[START OF LISTED RECORDS]
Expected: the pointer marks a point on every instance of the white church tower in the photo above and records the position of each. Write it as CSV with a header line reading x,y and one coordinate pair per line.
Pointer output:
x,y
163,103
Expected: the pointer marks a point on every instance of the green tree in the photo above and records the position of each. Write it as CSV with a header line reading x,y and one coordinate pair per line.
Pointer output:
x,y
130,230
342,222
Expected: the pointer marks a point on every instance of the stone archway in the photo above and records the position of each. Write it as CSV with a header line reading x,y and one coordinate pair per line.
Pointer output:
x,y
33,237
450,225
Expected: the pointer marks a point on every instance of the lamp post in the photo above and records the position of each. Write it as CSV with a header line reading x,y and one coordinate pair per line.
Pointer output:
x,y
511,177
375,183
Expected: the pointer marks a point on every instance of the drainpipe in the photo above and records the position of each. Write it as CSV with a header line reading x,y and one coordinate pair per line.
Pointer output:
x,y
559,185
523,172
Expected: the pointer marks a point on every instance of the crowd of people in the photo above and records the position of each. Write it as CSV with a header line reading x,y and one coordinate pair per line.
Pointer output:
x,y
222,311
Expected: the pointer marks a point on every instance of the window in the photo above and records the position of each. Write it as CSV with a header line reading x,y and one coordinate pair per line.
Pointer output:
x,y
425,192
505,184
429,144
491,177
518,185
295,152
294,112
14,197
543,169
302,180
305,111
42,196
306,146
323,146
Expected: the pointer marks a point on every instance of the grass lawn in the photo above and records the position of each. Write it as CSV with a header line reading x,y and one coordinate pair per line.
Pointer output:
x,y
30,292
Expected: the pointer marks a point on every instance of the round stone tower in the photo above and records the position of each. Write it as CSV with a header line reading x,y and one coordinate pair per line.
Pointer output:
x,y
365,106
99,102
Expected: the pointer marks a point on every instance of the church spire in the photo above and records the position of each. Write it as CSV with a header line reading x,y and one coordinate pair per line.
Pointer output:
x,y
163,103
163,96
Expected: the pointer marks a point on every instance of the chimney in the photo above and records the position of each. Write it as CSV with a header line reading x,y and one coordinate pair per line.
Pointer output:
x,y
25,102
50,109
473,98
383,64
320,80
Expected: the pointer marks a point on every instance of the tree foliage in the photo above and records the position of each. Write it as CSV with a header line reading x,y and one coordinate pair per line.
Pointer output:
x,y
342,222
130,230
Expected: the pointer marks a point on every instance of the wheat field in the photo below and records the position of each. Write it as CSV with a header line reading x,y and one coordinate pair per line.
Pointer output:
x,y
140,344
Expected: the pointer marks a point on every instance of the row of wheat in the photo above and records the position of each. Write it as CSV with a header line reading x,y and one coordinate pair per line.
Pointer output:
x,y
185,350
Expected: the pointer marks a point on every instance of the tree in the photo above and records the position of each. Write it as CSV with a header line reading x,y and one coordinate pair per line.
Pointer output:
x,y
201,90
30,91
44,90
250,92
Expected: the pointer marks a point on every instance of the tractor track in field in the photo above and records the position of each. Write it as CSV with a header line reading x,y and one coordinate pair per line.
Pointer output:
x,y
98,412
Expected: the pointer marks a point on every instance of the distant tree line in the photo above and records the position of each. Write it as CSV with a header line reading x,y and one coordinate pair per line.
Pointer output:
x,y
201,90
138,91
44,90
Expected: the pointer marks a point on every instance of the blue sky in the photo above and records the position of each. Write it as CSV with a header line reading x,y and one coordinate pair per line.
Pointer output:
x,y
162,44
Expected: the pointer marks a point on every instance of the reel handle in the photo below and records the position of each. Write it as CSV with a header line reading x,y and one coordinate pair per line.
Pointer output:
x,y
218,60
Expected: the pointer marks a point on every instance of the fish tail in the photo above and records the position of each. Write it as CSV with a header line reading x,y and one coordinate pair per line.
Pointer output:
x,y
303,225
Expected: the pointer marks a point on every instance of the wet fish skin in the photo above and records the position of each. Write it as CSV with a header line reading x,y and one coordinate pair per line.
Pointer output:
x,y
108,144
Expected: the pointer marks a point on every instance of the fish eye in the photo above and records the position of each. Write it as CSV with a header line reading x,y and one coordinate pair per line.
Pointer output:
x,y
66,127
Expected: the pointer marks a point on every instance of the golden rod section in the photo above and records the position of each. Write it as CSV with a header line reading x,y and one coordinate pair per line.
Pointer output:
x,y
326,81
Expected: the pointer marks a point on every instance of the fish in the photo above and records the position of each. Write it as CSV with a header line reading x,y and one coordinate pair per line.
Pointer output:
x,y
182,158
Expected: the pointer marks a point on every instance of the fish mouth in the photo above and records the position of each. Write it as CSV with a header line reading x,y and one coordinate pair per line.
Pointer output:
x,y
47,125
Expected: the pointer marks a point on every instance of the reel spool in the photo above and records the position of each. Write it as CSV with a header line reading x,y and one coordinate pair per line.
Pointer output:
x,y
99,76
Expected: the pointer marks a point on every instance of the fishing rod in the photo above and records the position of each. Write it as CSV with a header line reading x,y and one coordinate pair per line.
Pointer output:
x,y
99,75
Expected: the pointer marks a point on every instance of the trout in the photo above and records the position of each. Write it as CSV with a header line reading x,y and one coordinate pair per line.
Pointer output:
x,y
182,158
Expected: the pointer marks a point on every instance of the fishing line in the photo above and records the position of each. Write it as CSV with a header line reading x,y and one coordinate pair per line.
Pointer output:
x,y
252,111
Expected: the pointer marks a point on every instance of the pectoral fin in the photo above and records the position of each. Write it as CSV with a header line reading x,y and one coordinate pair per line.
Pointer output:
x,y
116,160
[END OF LISTED RECORDS]
§ **DIRECTIONS FOR THIS TASK**
Please output every line of the data above as a numbered list, leaving out any blank lines.

§ **COMPLETE OUTPUT**
1. Expected: the pointer marks a point on every instance of the white church tower in the photo above and records the position of each. Write it as CSV with a header line reading x,y and one coordinate pair per line.
2. Pointer output:
3. x,y
4. 163,103
5. Expected: the pointer marks a point on every instance of the green tree in the photo above and records the position of each. Write it as CSV with a header line reading x,y and one coordinate pair per line.
6. Pointer output:
7. x,y
8. 130,230
9. 342,222
10. Expected: the pointer marks a point on every instance of the stone archway in the photo above and records the position of each. Write it as CSV with a header line reading x,y and one coordinate pair per line.
11. Pointer output:
12. x,y
13. 33,237
14. 450,225
15. Expected: the pointer marks a point on every instance of the lamp post in the photo above and records the position of each. Write it as CSV with a header line reading x,y and one coordinate pair per line.
16. Pointer output:
17. x,y
18. 511,177
19. 375,183
20. Expected: the pointer marks a point on every instance of the drainpipe in the photo above and records the position of each. Write it as CSV with a header line reading x,y and one coordinate pair per line.
21. Pointer output:
22. x,y
23. 559,185
24. 523,172
25. Expected: the pointer marks a point on every instance of the crowd of people in the photo above and records the position of each. Write it as CSV with a header line reading x,y and one coordinate pair per line.
26. Pointer output:
27. x,y
28. 222,311
29. Expected: the pointer marks a point on every instance of the window in the photo above and records the position of each. Write it as CSV with a header line reading x,y and one coordinate pair per line.
30. Pointer output:
31. x,y
32. 425,192
33. 505,184
34. 429,144
35. 491,177
36. 518,185
37. 295,152
38. 294,112
39. 14,197
40. 543,169
41. 302,180
42. 305,111
43. 42,196
44. 306,146
45. 323,146
46. Expected: the pointer marks a point on every instance of the grass lawn in the photo above and records the position of each. Write it as CSV with a header line reading x,y and one coordinate pair per line.
47. Pointer output:
48. x,y
49. 30,292
50. Expected: the pointer marks a point on every instance of the round stone tower in the photo above and records the position of each. Write it as CSV with a header line reading x,y and one coordinate pair per line.
51. Pointer output:
52. x,y
53. 365,106
54. 99,102
55. Expected: the pointer marks a point on every instance of the church spire in the photo above and records the position of each. Write it as CSV with a header line reading x,y and one coordinate pair per line.
56. Pointer output:
57. x,y
58. 163,103
59. 163,96
60. Expected: the pointer marks a point on every instance of the chimney in the photo above and records the position of each. Write it as CSV with a header line reading x,y and one coordinate pair per line.
61. Pointer output:
62. x,y
63. 25,102
64. 50,109
65. 473,98
66. 383,64
67. 320,80
68. Expected: the pointer marks a point on every instance of the tree foliage in the photo above and records the position of each. Write it as CSV with a header line reading x,y and one coordinate pair per line.
69. Pointer output:
70. x,y
71. 342,222
72. 130,230
73. Expected: the pointer marks a point on every instance of the wheat field in the photo below and records the position of each. Write it as CSV with a header line reading x,y and one coordinate pair per line.
74. Pointer output:
75. x,y
76. 140,344
77. Expected: the pointer marks a point on every instance of the row of wheat in the photo above and records the position of each. Write it as CSV with a header line reading x,y and one coordinate pair per line.
78. Pointer output:
79. x,y
80. 185,350
81. Expected: the pointer marks a point on every instance of the tree in the photo above and records the position of each. Write it as CSV with a header line reading x,y and one coordinate pair per line.
82. Pointer output:
83. x,y
84. 201,90
85. 30,91
86. 44,90
87. 250,92
88. Expected: the pointer marks a point on every instance of the tractor track in field in the photo above and records the position of each. Write it as CSV with a header line reading x,y and one coordinate pair per line.
89. Pointer output:
90. x,y
91. 98,412
92. Expected: the pointer marks a point on every instance of the distant tree line in the photo above and records the position of each. Write it as CSV with a header line reading x,y and one coordinate pair per line.
93. Pointer output:
94. x,y
95. 201,90
96. 138,91
97. 44,90
98. Expected: the pointer marks a point on every instance of the blue sky in the photo above and records the position of each. Write it as CSV with a header line reading x,y and one coordinate pair per line.
99. Pointer output:
100. x,y
101. 162,44
102. Expected: the pointer marks a point on every instance of the reel handle in the photo below and records the position of each. Write it as CSV with a header line reading x,y and one coordinate pair per line.
103. Pointer output:
104. x,y
105. 218,60
106. Expected: the pointer marks a point on every instance of the fish tail in the photo above and records the position of each. Write it as CSV with a header line reading x,y and one coordinate pair per line.
107. Pointer output:
108. x,y
109. 303,225
110. Expected: the pointer marks a point on every instance of the wet fish skin in the photo above and records the position of each. Write it as CSV with a header line reading x,y and one coordinate pair per line.
111. Pointer output:
112. x,y
113. 108,144
114. Expected: the pointer marks a point on every instance of the fish eye in the photo above and records the position of each. Write it as CSV with a header line reading x,y and one coordinate pair per line.
115. Pointer output:
116. x,y
117. 66,127
118. Expected: the pointer marks a point on every instance of the golden rod section in the photo above and records the position of each. Write it as CSV with a header line reading x,y and one coordinate pair per line.
119. Pointer output:
120. x,y
121. 326,81
122. Expected: the pointer marks a point on every instance of the fish in the photo above and records the position of each. Write it as CSV with a header line reading x,y and one coordinate pair per line.
123. Pointer output:
124. x,y
125. 182,158
126. Expected: the pointer marks a point on every instance of the fish mouth in the photo above and records the position of each. Write it as CSV with a header line reading x,y and one coordinate pair per line.
127. Pointer output:
128. x,y
129. 47,125
130. Expected: the pointer marks a point on every instance of the reel spool in the photo above and records the position of each. Write it as CSV with a header line reading x,y and one coordinate pair per line.
131. Pointer output:
132. x,y
133. 99,76
134. Expected: the pointer marks a point on every instance of the fishing rod in the photo above and records the position of each. Write it as CSV with a header line reading x,y and one coordinate pair per line.
135. Pointer output:
136. x,y
137. 99,75
138. Expected: the pointer marks a point on every instance of the trout in the photo above and records the position of each. Write it as CSV with a header line reading x,y and one coordinate pair per line.
139. Pointer output:
140. x,y
141. 182,158
142. Expected: the pointer marks a point on every instance of the fishing line in the photo above and records the position of each. Write it as CSV with a header line reading x,y and one coordinate pair per line.
143. Pointer output:
144. x,y
145. 252,111
146. Expected: the pointer marks a point on every instance of the pectoral fin in the photo above and records the position of each. Write it as CSV with a header line reading x,y and one coordinate pair per line.
147. Pointer output:
148. x,y
149. 116,160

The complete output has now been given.